- _Gösterilen Metin_:
┌──

Açlık durumunun uzun süre devam etmesinin halsizlik, yorgunluk, baş ağrısı gibi sorunlara neden olabildiğini belirten Beslenme ve Diyet Uzmanı Ömer Furkan Kaçar, "Ramazan ayında özellikle sıvı alımına dikkat edilmediğinde baş dönmesi, unutkanlık, dalgınlık, dikkatsizlik, uykuya meyil, sinirlilik, hazımsızlık, şişlik ve reflü gibi birçok sağlık sorunları meydana gelebiliyor. Yeterli beslenme sağlanmadığında ise bu sorunlar tekrarlayabiliyor. Bunların yanı sıra çok sık görülen reflü ve mide yanmalarını en aza indirmek için beslenmeye dikkat edilmeli" dedi.

└──

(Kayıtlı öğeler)
┌──

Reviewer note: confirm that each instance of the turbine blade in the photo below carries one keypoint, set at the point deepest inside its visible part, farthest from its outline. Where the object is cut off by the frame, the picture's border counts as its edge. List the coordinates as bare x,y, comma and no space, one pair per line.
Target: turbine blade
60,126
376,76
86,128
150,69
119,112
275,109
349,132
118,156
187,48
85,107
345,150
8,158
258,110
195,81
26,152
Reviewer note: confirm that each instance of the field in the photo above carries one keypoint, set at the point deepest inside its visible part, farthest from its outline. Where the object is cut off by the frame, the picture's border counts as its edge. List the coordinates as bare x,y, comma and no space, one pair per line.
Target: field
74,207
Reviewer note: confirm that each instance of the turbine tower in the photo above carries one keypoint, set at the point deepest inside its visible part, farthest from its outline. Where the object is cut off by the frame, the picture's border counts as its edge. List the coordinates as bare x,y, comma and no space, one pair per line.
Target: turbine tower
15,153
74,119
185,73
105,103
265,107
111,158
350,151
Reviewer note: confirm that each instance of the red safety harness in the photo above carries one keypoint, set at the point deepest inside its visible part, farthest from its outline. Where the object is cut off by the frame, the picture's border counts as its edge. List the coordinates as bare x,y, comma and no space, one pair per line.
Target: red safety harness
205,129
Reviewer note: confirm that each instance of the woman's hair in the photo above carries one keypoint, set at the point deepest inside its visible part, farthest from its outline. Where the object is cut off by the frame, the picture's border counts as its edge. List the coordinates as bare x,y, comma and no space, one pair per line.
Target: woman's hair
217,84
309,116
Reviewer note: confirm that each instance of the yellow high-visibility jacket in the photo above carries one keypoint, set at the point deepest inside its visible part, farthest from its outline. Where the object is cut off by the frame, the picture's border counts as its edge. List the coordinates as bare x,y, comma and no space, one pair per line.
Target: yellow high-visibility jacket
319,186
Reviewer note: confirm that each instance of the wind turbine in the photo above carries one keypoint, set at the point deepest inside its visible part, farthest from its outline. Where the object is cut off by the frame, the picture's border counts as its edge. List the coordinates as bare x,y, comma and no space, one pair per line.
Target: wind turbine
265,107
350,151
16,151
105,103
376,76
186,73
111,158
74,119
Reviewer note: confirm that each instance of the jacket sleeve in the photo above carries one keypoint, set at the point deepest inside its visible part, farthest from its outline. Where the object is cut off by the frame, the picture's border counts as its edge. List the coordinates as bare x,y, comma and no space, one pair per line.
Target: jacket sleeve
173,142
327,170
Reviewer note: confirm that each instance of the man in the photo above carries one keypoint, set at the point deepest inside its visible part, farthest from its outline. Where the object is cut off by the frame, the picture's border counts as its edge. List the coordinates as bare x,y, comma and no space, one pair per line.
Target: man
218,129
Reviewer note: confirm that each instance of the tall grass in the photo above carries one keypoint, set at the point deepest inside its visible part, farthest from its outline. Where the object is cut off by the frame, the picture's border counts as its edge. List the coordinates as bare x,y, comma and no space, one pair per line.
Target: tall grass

└──
┌──

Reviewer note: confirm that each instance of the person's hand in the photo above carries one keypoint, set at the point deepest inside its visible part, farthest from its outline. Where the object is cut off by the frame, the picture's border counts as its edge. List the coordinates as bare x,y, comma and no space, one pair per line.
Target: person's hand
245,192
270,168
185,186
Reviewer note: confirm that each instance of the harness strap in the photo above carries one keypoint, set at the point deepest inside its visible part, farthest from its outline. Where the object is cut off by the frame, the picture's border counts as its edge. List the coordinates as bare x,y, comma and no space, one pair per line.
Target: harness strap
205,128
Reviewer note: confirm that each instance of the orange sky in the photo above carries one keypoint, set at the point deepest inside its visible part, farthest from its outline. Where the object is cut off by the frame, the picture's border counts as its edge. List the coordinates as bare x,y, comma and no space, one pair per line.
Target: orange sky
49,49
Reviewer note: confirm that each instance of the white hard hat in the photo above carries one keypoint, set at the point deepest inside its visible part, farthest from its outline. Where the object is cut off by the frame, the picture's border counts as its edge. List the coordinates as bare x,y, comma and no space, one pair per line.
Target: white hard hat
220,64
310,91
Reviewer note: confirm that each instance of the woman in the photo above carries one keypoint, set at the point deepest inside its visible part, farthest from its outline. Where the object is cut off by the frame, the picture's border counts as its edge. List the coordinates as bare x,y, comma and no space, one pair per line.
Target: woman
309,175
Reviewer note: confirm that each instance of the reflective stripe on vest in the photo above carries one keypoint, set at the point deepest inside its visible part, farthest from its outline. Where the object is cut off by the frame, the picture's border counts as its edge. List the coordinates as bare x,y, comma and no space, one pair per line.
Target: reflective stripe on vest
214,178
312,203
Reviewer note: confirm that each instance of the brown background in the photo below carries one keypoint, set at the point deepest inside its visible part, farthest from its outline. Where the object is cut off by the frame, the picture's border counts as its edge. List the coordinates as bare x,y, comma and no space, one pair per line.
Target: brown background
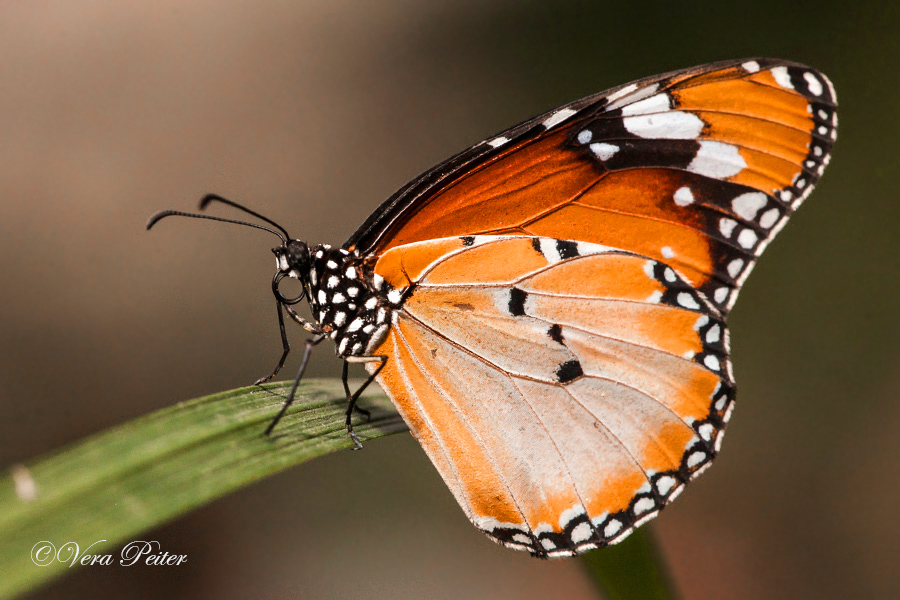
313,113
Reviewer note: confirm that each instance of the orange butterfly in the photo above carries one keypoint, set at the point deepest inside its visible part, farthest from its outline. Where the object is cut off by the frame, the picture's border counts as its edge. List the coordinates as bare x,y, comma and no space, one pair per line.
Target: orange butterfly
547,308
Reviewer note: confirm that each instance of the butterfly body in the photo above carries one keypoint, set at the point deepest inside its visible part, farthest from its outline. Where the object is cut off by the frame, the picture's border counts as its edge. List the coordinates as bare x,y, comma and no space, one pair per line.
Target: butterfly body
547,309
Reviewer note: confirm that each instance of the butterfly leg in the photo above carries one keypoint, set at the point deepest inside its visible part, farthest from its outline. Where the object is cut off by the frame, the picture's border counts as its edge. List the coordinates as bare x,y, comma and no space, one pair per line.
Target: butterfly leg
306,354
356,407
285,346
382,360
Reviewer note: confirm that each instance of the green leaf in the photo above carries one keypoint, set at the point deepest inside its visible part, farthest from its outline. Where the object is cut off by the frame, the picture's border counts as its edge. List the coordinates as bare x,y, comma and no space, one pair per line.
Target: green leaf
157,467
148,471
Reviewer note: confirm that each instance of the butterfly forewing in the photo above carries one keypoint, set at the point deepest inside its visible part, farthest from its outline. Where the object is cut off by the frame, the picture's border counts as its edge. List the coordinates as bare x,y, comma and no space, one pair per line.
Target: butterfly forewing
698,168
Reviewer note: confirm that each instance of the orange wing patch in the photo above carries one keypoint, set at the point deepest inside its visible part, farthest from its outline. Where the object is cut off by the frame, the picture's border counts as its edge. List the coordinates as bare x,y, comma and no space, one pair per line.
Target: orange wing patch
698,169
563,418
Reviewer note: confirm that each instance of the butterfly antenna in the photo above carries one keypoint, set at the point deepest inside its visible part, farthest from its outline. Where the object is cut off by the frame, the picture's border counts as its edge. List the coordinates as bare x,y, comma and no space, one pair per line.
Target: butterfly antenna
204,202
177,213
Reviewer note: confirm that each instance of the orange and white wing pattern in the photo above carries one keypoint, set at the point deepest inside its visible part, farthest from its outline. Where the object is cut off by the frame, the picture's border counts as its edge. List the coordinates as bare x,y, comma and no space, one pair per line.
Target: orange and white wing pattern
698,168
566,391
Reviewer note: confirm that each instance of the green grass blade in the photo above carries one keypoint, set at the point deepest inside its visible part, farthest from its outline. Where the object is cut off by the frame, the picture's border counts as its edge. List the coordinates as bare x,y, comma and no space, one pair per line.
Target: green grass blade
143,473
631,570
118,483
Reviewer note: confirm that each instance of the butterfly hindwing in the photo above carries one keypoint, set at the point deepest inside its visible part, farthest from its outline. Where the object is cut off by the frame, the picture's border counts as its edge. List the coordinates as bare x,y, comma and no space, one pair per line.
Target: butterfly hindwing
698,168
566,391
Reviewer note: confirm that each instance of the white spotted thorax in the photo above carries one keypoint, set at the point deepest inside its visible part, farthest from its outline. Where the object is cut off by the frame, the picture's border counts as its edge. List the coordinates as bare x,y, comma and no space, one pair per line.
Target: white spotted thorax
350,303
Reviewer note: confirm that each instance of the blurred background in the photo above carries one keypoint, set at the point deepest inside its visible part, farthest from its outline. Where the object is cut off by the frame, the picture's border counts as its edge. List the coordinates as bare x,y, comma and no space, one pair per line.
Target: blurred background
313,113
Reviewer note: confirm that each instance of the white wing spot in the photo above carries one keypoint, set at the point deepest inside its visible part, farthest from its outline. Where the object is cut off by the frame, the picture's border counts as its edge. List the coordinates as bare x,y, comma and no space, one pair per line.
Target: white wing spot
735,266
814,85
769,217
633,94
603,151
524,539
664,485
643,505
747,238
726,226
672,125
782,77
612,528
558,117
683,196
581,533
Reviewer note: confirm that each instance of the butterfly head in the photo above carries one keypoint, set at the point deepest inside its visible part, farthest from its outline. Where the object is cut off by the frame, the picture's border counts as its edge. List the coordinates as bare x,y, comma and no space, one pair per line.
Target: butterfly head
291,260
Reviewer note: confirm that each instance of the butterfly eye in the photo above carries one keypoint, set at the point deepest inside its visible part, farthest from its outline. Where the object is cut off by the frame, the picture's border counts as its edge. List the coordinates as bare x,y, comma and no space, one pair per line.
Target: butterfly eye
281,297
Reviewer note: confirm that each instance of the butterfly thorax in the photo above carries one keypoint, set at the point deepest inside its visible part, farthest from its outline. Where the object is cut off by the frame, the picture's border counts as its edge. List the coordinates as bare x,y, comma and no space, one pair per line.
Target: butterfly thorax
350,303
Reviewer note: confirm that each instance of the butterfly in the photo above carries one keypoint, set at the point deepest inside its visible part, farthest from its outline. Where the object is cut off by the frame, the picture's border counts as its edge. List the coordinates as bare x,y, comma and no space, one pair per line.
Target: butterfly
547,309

└──

- _Görev Talimatı_:
Ramazan ayında beslenme ve sıvı alımı üzerine olan metni lütfen son cümlesinden sonra kaldığı yerden devam ettirin.

- _Yanıt Alanı_:
Oruç tutarken sahura kalkmanın oldukça önemli olduğunu hatırlatan Amasya Üniversitesi Sabuncuoğlu Şerefeddin Eğitim Araştırma Hastanesi Beslenme ve Diyet Uzmanı Ömer Furkan Kaçar, "Sahura kalkılmadan oruç tutulursa aç kalma süresi arttığı için metabolizma hızı düşer ve kişide halsizlik, baş ağrısı gibi sorunlar görülebilir. Bu yüzden oruç tutarken mutlaka sahura kalkılmalı ve sıvı tüketimine özen gösterilmeli. Ayrıca, sahurda protein ağırlıklı beslenmek midenin boşalma süresini uzatarak acıkmayı da geciktirebilir. Bu nedenle özellikle yumurta, süt, yoğurt, peynir gibi besinler sahurda mutlaka tüketilmeli" şeklinde konuştu.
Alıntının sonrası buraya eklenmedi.